Start of Input material

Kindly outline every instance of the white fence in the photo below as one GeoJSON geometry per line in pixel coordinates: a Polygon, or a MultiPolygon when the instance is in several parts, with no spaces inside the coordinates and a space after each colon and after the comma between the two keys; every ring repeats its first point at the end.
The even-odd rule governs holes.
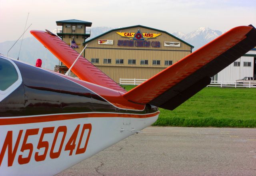
{"type": "Polygon", "coordinates": [[[256,88],[256,82],[249,81],[244,81],[243,83],[238,83],[236,81],[232,83],[223,81],[212,81],[207,87],[256,88]]]}
{"type": "MultiPolygon", "coordinates": [[[[126,79],[120,78],[119,84],[124,85],[139,85],[146,81],[145,79],[126,79]]],[[[207,87],[249,87],[256,88],[256,83],[255,82],[244,82],[243,83],[237,83],[236,82],[231,83],[230,81],[212,81],[211,83],[207,87]]]]}

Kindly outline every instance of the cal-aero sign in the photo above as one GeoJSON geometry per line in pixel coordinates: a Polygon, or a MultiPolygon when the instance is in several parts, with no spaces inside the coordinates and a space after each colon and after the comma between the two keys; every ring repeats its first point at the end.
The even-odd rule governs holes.
{"type": "Polygon", "coordinates": [[[113,40],[98,40],[98,45],[113,45],[113,40]]]}
{"type": "Polygon", "coordinates": [[[123,38],[132,40],[146,40],[148,39],[155,38],[161,34],[156,33],[142,33],[140,30],[138,30],[136,34],[135,32],[117,32],[116,34],[123,38]]]}
{"type": "Polygon", "coordinates": [[[180,47],[180,42],[164,42],[164,46],[180,47]]]}

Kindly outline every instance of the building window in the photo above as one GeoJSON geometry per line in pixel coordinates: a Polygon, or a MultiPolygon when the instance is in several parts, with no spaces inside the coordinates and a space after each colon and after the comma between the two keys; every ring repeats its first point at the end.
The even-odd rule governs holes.
{"type": "Polygon", "coordinates": [[[234,67],[240,67],[240,62],[234,62],[234,67]]]}
{"type": "Polygon", "coordinates": [[[128,64],[136,64],[136,60],[135,59],[128,59],[128,64]]]}
{"type": "Polygon", "coordinates": [[[172,61],[164,61],[164,65],[172,65],[172,61]]]}
{"type": "Polygon", "coordinates": [[[72,32],[76,32],[76,26],[72,26],[72,32]]]}
{"type": "Polygon", "coordinates": [[[251,62],[244,62],[244,67],[251,67],[252,63],[251,62]]]}
{"type": "Polygon", "coordinates": [[[153,61],[153,65],[160,65],[160,61],[154,60],[153,61]]]}
{"type": "Polygon", "coordinates": [[[99,63],[99,59],[96,58],[91,59],[91,62],[92,63],[99,63]]]}
{"type": "Polygon", "coordinates": [[[66,28],[71,28],[71,24],[66,24],[66,28]]]}
{"type": "Polygon", "coordinates": [[[111,63],[111,59],[103,59],[104,63],[111,63]]]}
{"type": "Polygon", "coordinates": [[[148,60],[140,60],[141,65],[148,65],[148,60]]]}
{"type": "Polygon", "coordinates": [[[118,64],[122,64],[124,63],[124,59],[116,59],[116,63],[118,64]]]}

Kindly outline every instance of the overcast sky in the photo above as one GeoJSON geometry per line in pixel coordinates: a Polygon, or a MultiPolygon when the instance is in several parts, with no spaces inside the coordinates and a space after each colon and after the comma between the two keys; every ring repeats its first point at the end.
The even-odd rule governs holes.
{"type": "MultiPolygon", "coordinates": [[[[185,34],[201,27],[222,32],[256,27],[256,0],[0,0],[0,42],[18,38],[28,12],[28,30],[52,30],[56,21],[73,19],[92,27],[140,24],[185,34]]],[[[27,32],[25,37],[31,36],[27,32]]]]}

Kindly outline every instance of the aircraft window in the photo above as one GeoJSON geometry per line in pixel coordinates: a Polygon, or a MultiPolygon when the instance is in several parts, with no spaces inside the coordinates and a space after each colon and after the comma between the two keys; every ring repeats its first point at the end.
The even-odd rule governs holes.
{"type": "Polygon", "coordinates": [[[18,80],[14,65],[9,61],[0,58],[0,90],[4,91],[18,80]]]}

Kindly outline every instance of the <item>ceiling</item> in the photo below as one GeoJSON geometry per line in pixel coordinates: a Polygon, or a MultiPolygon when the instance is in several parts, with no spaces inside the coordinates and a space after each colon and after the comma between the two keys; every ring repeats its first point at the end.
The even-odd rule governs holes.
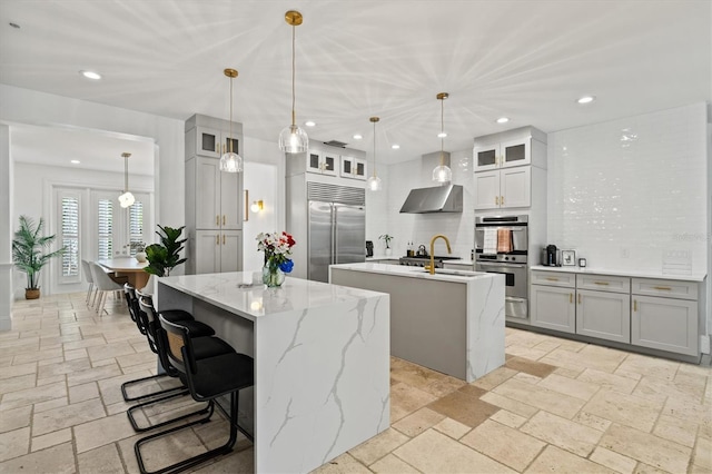
{"type": "MultiPolygon", "coordinates": [[[[0,82],[179,120],[227,119],[231,67],[234,119],[276,147],[290,122],[289,9],[304,14],[297,122],[316,121],[312,140],[370,151],[368,118],[379,116],[378,162],[439,150],[442,91],[449,151],[526,125],[551,132],[712,97],[708,0],[1,0],[0,82]],[[103,79],[80,77],[86,69],[103,79]],[[576,103],[583,95],[596,100],[576,103]],[[511,121],[496,124],[503,116],[511,121]]],[[[52,157],[36,131],[13,142],[52,157]]],[[[113,146],[103,162],[122,171],[130,150],[113,146]]]]}

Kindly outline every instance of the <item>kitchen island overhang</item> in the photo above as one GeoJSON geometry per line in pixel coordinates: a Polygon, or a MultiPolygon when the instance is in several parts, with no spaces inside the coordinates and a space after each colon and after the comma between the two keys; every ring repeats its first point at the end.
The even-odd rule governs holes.
{"type": "Polygon", "coordinates": [[[160,278],[157,302],[255,358],[240,394],[255,472],[309,472],[389,427],[388,295],[241,271],[160,278]]]}
{"type": "Polygon", "coordinates": [[[329,267],[336,285],[390,295],[390,354],[473,382],[505,362],[500,274],[383,264],[329,267]]]}

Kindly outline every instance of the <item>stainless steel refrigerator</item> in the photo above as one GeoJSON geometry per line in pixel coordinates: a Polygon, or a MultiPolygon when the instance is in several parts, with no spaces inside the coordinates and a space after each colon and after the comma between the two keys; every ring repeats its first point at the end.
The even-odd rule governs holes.
{"type": "Polygon", "coordinates": [[[308,279],[328,282],[329,265],[365,261],[365,206],[308,201],[308,279]]]}

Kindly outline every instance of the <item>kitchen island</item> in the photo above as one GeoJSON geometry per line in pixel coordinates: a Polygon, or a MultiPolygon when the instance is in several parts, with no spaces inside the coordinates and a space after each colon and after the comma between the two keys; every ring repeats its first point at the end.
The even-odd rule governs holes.
{"type": "Polygon", "coordinates": [[[309,472],[389,426],[388,295],[251,271],[160,278],[157,306],[186,309],[255,358],[239,423],[255,472],[309,472]]]}
{"type": "Polygon", "coordinates": [[[329,267],[329,282],[390,295],[390,354],[473,382],[504,364],[504,276],[383,264],[329,267]]]}

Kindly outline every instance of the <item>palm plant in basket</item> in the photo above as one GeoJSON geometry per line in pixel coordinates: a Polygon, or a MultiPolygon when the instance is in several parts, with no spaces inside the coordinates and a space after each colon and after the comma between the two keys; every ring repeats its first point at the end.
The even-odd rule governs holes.
{"type": "Polygon", "coordinates": [[[37,299],[40,297],[40,270],[50,258],[58,257],[65,253],[66,247],[59,250],[46,254],[55,241],[56,235],[42,236],[44,220],[40,220],[34,225],[34,220],[27,216],[20,216],[20,228],[14,233],[12,239],[12,263],[21,271],[27,274],[27,285],[24,287],[24,297],[27,299],[37,299]]]}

End of Input material

### Set exercise
Transcribe every entry word for word, but skip the pictures.

### Response to this exercise
Kindly outline every instance of the white fence in the photo below as one GeoJSON geometry per line in pixel coordinates: a Polygon, or a MultiPolygon when the instance is in several parts, with no spaces inside the coordinates and a space after each colon and after the comma between the two keys; every ring repeats its first point at the end.
The even-odd rule governs holes.
{"type": "Polygon", "coordinates": [[[256,88],[256,82],[249,81],[244,81],[243,83],[238,83],[236,81],[232,83],[223,81],[212,81],[207,87],[256,88]]]}
{"type": "MultiPolygon", "coordinates": [[[[126,79],[120,78],[119,84],[124,85],[139,85],[146,81],[145,79],[126,79]]],[[[207,87],[249,87],[256,88],[256,83],[255,82],[244,82],[243,83],[237,83],[236,82],[231,83],[230,81],[212,81],[211,83],[207,87]]]]}

Kindly outline every instance of the cal-aero sign in the photo above as one GeoJSON geometry per line in pixel coordinates: a Polygon, or a MultiPolygon when the instance is in several parts, with no spaces inside the coordinates and a space after each colon and after the comma between the two keys; every ring repeats its first point at the end.
The even-odd rule governs holes.
{"type": "Polygon", "coordinates": [[[113,40],[98,40],[98,45],[113,45],[113,40]]]}
{"type": "Polygon", "coordinates": [[[123,38],[132,40],[146,40],[148,39],[155,38],[161,34],[156,33],[142,33],[140,30],[138,30],[136,34],[135,32],[117,32],[116,34],[123,38]]]}
{"type": "Polygon", "coordinates": [[[180,47],[180,42],[164,42],[164,46],[180,47]]]}

Kindly outline every instance of the building window in the photo above as one GeoJSON geometry per line in pixel coordinates: a Polygon, or a MultiPolygon when the instance is in several parts, with no spaces inside the coordinates and a space after each colon and after the comma between the two keys; every ring repeats its first point at the end.
The even-odd rule governs holes.
{"type": "Polygon", "coordinates": [[[234,67],[240,67],[240,62],[234,62],[234,67]]]}
{"type": "Polygon", "coordinates": [[[128,64],[136,64],[136,60],[135,59],[128,59],[128,64]]]}
{"type": "Polygon", "coordinates": [[[172,61],[164,61],[164,65],[172,65],[172,61]]]}
{"type": "Polygon", "coordinates": [[[72,32],[76,32],[76,26],[72,26],[72,32]]]}
{"type": "Polygon", "coordinates": [[[251,62],[244,62],[244,67],[251,67],[252,63],[251,62]]]}
{"type": "Polygon", "coordinates": [[[153,61],[153,65],[160,65],[160,61],[154,60],[153,61]]]}
{"type": "Polygon", "coordinates": [[[99,63],[99,59],[96,58],[91,59],[91,62],[92,63],[99,63]]]}
{"type": "Polygon", "coordinates": [[[66,28],[71,28],[71,24],[66,24],[66,28]]]}
{"type": "Polygon", "coordinates": [[[111,63],[111,59],[103,59],[104,63],[111,63]]]}
{"type": "Polygon", "coordinates": [[[148,60],[140,60],[141,65],[148,65],[148,60]]]}
{"type": "Polygon", "coordinates": [[[118,64],[122,64],[124,63],[124,59],[116,59],[116,63],[118,64]]]}

Kindly outline every instance of the overcast sky in the photo above as one GeoJSON geometry per line in pixel coordinates: a Polygon, or a MultiPolygon when the instance is in several parts, with no spaces inside the coordinates and a space after each colon and after the comma between the two keys; every ring repeats its first point at the end.
The even-odd rule governs holes.
{"type": "MultiPolygon", "coordinates": [[[[185,34],[201,27],[222,32],[256,27],[256,0],[0,0],[0,42],[18,38],[28,12],[28,30],[52,30],[56,21],[73,19],[92,27],[140,24],[185,34]]],[[[27,32],[25,37],[31,36],[27,32]]]]}

Kindly outline every instance of the aircraft window in the photo above as one GeoJSON geometry per line in pixel coordinates: a Polygon, or a MultiPolygon when the instance is in several parts, with no spaces inside the coordinates and a space after each colon and after the comma between the two keys; every ring repeats its first point at the end.
The even-odd rule governs holes.
{"type": "Polygon", "coordinates": [[[18,80],[14,65],[9,61],[0,58],[0,90],[4,91],[18,80]]]}

Kindly outline every instance of the <item>ceiling</item> in the photo below as one GeoJSON geometry per line in pixel coordinates: a Polygon, or a MultiPolygon when the instance is in several parts, with no spaces inside the coordinates and a space after each colon and after the comma between the two keys; every ring repeats its first point at the end.
The even-odd rule governs holes.
{"type": "MultiPolygon", "coordinates": [[[[0,82],[179,120],[227,119],[231,67],[234,119],[276,147],[290,122],[289,9],[304,14],[297,122],[316,121],[312,140],[370,151],[368,118],[379,116],[378,162],[439,150],[442,91],[449,151],[526,125],[551,132],[712,97],[708,0],[1,0],[0,82]],[[103,79],[80,77],[86,69],[103,79]],[[576,103],[583,95],[596,100],[576,103]],[[511,121],[496,124],[503,116],[511,121]]],[[[52,157],[36,131],[13,142],[52,157]]],[[[113,146],[103,162],[122,171],[130,150],[113,146]]]]}

Kindly outline every instance of the <item>kitchen island overhang</item> in the photo above as one GeoJSON geometry per line in pixel coordinates: a Polygon, or a MultiPolygon when the instance is in several parts, with no spaces inside the coordinates and a space after each colon and after the comma between the two keys; every ring repeats its first point at the end.
The even-odd rule governs holes.
{"type": "Polygon", "coordinates": [[[160,278],[157,302],[255,358],[240,394],[255,472],[309,472],[389,427],[388,295],[241,271],[160,278]]]}
{"type": "Polygon", "coordinates": [[[329,267],[336,285],[390,295],[390,354],[473,382],[505,362],[500,274],[383,264],[329,267]]]}

Kindly outline every instance of the <item>stainless steel refrigerator</item> in the photo above as one GeoJSON geometry per line in pixel coordinates: a Polygon, or a MultiPolygon when the instance is in several parts, with no spaces inside the coordinates and a space after each colon and after the comma between the two keys; every ring repeats its first point at the end.
The even-odd rule governs holes.
{"type": "Polygon", "coordinates": [[[308,279],[328,282],[329,265],[365,261],[365,206],[308,201],[308,279]]]}

Kindly outline every instance of the <item>kitchen island</item> in the photo above as one GeoJSON geometry per line in pixel coordinates: a Polygon, or a MultiPolygon when the instance is in several parts, with no spaces inside the coordinates and a space after each colon and after the comma between the two keys; every ring repeats its first point at the end.
The even-odd rule governs holes.
{"type": "Polygon", "coordinates": [[[309,472],[389,426],[388,295],[251,271],[160,278],[157,306],[186,309],[255,358],[239,423],[255,472],[309,472]]]}
{"type": "Polygon", "coordinates": [[[329,267],[329,282],[390,295],[390,354],[473,382],[504,364],[504,276],[383,264],[329,267]]]}

Kindly outline every instance of the <item>palm plant in basket</item> in the photo above as one GeoJSON geometry per line in pixel coordinates: a Polygon, or a MultiPolygon when the instance is in several parts, with no spaces inside the coordinates and a space after each colon and after the comma between the two keys; every ring repeats its first point at the end.
The even-odd rule governs holes.
{"type": "Polygon", "coordinates": [[[37,299],[40,297],[40,270],[50,258],[58,257],[65,253],[66,247],[59,250],[46,254],[55,241],[56,235],[42,236],[44,220],[40,220],[34,225],[34,220],[27,216],[20,216],[20,228],[14,233],[12,239],[12,263],[21,271],[27,274],[27,285],[24,287],[24,297],[27,299],[37,299]]]}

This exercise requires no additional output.